--- READING PASSAGE ---
问题
Should one use setInterval
via Javascript, or use some more idiomatic solution based on threads?
回答1:
If you don't care about the motivation, just scroll to my best solution runPeriodicallyConstantDrift
below. If you prefer a simpler solution with worse results, then see runPeriodicallySmallDrift
.
My answer is not GHCJS specific, and has not been tested on GHCJS, only GHC, but it illustrates problems with the OP's naive solution.
First Strawman Solution: runPeriodicallyBigDrift
Here's my version of the OP's solution, for comparison below:
import Control.Concurrent ( threadDelay )
import Control.Monad ( forever )
-- | Run @action@ every @period@ seconds.
runPeriodicallyBigDrift :: Double -> IO () -> IO ()
runPeriodicallyBigDrift period action = forever $ do
action
threadDelay (round $ period * 10 ** 6)
Assuming "execute an action periodically" means the action starts every period many seconds, the OP's solution is problematic because the threadDelay
doesn't take into account the time the action itself takes. After n iterations, the start time of the action will have drifted by at least the time it takes to run the action n times!
Second Strawman Solution: runPeriodicallySmallDrift
So, we if we actually want to start a new action every period, we need to take into account the time it takes the action to run. If the period is relatively large compared to the time it takes to spawn a thread, then this simple solution may work for you:
import Control.Concurrent ( threadDelay )
import Control.Concurrent.Async ( async, link )
import Control.Monad ( forever )
-- | Run @action@ every @period@ seconds.
runPeriodicallySmallDrift :: Double -> IO () -> IO ()
runPeriodicallySmallDrift period action = forever $ do
-- We reraise any errors raised by the action, but
-- we don't check that the action actually finished within one
-- period. If the action takes longer than one period, then
-- multiple actions will run concurrently.
link =<< async action
threadDelay (round $ period * 10 ** 6)
In my experiments (more details below), it takes about 0.001 seconds to spawn a thread on my system, so the drift for runPeriodicallySmallDrift
after n iterations is about n thousandths of a second, which may be negligible in some use cases.
Final Solution: runPeriodicallyConstantDrift
Finally, suppose we require only constant drift, meaning the drift is always less than some constant, and does not grow with the number of iterations of the periodic action. We can achieve constant drift by keeping track of the total time since we started, and starting the n
th iteration when the total time is n
times the period:
import Control.Concurrent ( threadDelay )
import Data.Time.Clock.POSIX ( getPOSIXTime )
import Text.Printf ( printf )
-- | Run @action@ every @period@ seconds.
runPeriodicallyConstantDrift :: Double -> IO () -> IO ()
runPeriodicallyConstantDrift period action = do
start <- getPOSIXTime
go start 1
where
go start iteration = do
action
now <- getPOSIXTime
-- Current time.
let elapsed = realToFrac $ now - start
-- Time at which to run action again.
let target = iteration * period
-- How long until target time.
let delay = target - elapsed
-- Fail loudly if the action takes longer than one period. For
-- some use cases it may be OK for the action to take longer
-- than one period, in which case remove this check.

--- EXTRACTED RECORDS ---
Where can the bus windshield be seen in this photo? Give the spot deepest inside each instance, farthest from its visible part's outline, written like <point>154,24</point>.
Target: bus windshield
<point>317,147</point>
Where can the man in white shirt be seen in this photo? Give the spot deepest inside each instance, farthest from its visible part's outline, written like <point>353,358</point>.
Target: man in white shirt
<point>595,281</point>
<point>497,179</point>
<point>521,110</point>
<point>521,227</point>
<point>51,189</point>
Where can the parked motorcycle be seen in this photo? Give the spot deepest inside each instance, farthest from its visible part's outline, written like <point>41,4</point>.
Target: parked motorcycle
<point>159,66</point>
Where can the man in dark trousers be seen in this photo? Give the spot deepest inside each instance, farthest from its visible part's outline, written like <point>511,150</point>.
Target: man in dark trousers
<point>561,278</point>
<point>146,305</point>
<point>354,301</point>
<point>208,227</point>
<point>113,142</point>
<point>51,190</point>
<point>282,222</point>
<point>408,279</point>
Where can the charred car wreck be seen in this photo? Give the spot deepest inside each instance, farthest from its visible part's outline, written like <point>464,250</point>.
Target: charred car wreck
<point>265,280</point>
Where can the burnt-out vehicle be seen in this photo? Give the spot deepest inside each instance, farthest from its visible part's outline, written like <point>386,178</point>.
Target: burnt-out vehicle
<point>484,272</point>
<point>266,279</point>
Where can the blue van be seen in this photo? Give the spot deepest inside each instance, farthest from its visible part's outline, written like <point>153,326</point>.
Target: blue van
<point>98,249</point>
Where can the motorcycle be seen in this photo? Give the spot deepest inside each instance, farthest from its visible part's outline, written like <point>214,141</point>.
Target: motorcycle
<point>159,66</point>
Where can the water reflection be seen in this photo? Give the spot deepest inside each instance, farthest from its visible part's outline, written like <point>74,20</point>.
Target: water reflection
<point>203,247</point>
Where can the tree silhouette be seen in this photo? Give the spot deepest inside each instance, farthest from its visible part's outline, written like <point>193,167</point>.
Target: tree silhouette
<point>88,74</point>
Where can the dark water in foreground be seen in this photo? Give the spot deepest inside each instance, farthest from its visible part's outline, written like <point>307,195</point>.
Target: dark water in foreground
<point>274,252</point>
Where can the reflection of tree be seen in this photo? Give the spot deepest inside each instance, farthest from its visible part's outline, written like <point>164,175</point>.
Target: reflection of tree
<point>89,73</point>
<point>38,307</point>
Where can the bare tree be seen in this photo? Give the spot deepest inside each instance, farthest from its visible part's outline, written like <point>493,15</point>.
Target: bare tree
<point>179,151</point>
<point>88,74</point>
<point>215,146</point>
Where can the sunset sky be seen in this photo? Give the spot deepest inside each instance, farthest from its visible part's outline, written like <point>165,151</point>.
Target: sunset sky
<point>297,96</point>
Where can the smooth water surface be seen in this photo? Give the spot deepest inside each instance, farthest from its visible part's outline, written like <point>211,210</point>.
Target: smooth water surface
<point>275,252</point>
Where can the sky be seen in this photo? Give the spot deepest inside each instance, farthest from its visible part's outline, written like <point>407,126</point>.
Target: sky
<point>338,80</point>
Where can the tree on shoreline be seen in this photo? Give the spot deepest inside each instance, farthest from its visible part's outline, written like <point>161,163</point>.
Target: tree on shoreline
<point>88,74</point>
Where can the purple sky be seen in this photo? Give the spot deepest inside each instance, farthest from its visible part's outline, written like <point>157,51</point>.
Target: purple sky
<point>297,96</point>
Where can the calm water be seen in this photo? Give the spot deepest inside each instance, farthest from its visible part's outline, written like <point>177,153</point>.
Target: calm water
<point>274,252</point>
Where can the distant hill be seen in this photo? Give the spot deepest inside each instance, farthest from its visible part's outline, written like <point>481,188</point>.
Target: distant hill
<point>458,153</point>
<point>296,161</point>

--- EXERCISE SET ---
[1] Answer these questions using the thread about running actions periodically.
(a) According to the answerer's experiments, about how long does it take to spawn a thread on their system?
(b) Which module is getPOSIXTime imported from in the final solution?
(c) According to the code comment in runPeriodicallySmallDrift, what happens if the action takes longer than one period?
[2] In the thread about running actions periodically, copy word for word the passage from "First Strawman Solution: runPeriodicallyBigDrift" to "action n times!".

--- SOLUTIONS ---
[1]
(a) About 0.001 seconds.
(b) Data.Time.Clock.POSIX.
(c) Multiple actions will run concurrently.

[2]
First Strawman Solution: runPeriodicallyBigDrift
Here's my version of the OP's solution, for comparison below:
import Control.Concurrent ( threadDelay )
import Control.Monad ( forever )
-- | Run @action@ every @period@ seconds.
runPeriodicallyBigDrift :: Double -> IO () -> IO ()
runPeriodicallyBigDrift period action = forever $ do
action
threadDelay (round $ period * 10 ** 6)
Assuming "execute an action periodically" means the action starts every period many seconds, the OP's solution is problematic because the threadDelay
doesn't take into account the time the action itself takes. After n iterations, the start time of the action will have drifted by at least the time it takes to run the action n times!